SHORT EXERCISE: Render every line of the material below as a numbered list, skipping blank lines and leaving out the pictures.

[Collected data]
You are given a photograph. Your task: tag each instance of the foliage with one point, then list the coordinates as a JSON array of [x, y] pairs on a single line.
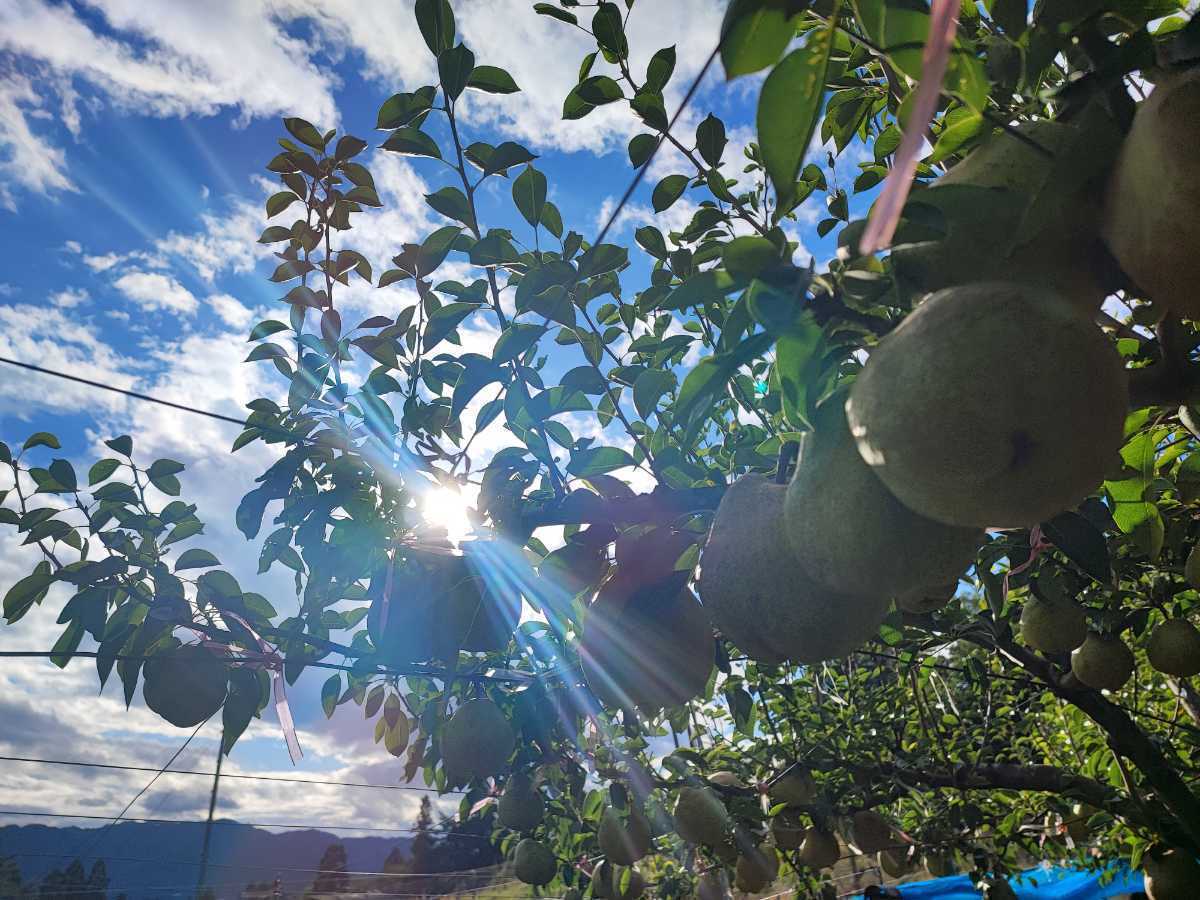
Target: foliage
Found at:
[[972, 743]]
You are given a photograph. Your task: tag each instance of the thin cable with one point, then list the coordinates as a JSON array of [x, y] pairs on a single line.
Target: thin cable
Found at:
[[223, 774], [231, 822], [486, 873], [149, 784], [641, 172]]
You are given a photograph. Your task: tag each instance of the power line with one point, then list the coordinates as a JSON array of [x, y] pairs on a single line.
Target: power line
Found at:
[[487, 873], [231, 822], [223, 774]]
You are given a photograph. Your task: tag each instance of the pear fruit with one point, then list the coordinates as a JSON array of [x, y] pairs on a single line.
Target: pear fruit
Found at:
[[789, 831], [1174, 648], [984, 202], [991, 406], [1053, 625], [1192, 568], [1150, 221], [927, 600], [796, 789], [477, 742], [871, 832], [894, 862], [700, 816], [534, 863], [185, 685], [521, 807], [607, 879], [1102, 661], [851, 533], [624, 843], [648, 649], [820, 849], [1171, 875], [756, 868], [760, 597]]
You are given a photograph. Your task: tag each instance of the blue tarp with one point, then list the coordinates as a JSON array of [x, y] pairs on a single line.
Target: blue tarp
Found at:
[[1053, 883]]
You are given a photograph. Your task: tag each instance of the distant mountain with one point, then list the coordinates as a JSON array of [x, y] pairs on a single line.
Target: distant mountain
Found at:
[[239, 855]]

EXERCISE SOLUTION:
1. You are given a photograph. Your task: tag each instance of the foliage with one point, then list the coordinates as a JSON array of [x, y] pairs on a single line.
2. Target: foliage
3. Found at:
4. [[972, 743]]
5. You are given a photograph. Your task: tag each instance of the thin cable with one point, then list the coordinates as a JSON array of [x, y] pairs on a single line.
6. Target: thin cable
7. Found at:
8. [[223, 774], [231, 822], [486, 873], [149, 784], [641, 172]]
9. You are given a photograph. Your task: tag each instance of the power line with one point, then list the coordinates as a JSON array of [x, y] pairs on a single line.
10. Target: power line
11. Found at:
12. [[487, 873], [231, 822], [223, 774]]
13. You are given a photograph. Your task: tag each instance of the pear fruit with one point, then list the coordinates as a JSON array of [x, y] pairs on a single line.
14. Target: pear fruit
15. Found at:
16. [[789, 831], [1174, 648], [984, 202], [991, 406], [1053, 625], [1192, 568], [1150, 221], [927, 600], [796, 789], [477, 742], [871, 832], [894, 862], [700, 816], [534, 863], [185, 685], [521, 807], [607, 879], [1102, 661], [851, 533], [624, 843], [648, 649], [820, 849], [1171, 875], [756, 868], [760, 597]]
17. You are given a photograph. Your task: tag each instance of the blue tarp with one point, then list the coordinates as a JSON array of [x, y] pairs on a single line.
18. Target: blue tarp
19. Found at:
20. [[1053, 883]]
21. You are given a photograph. Your task: tag each instance of the distant mountain with one point, then list the coordinates as a JSON array of [x, y] pairs on a single line.
22. Target: distant mountain
23. Found at:
24. [[239, 855]]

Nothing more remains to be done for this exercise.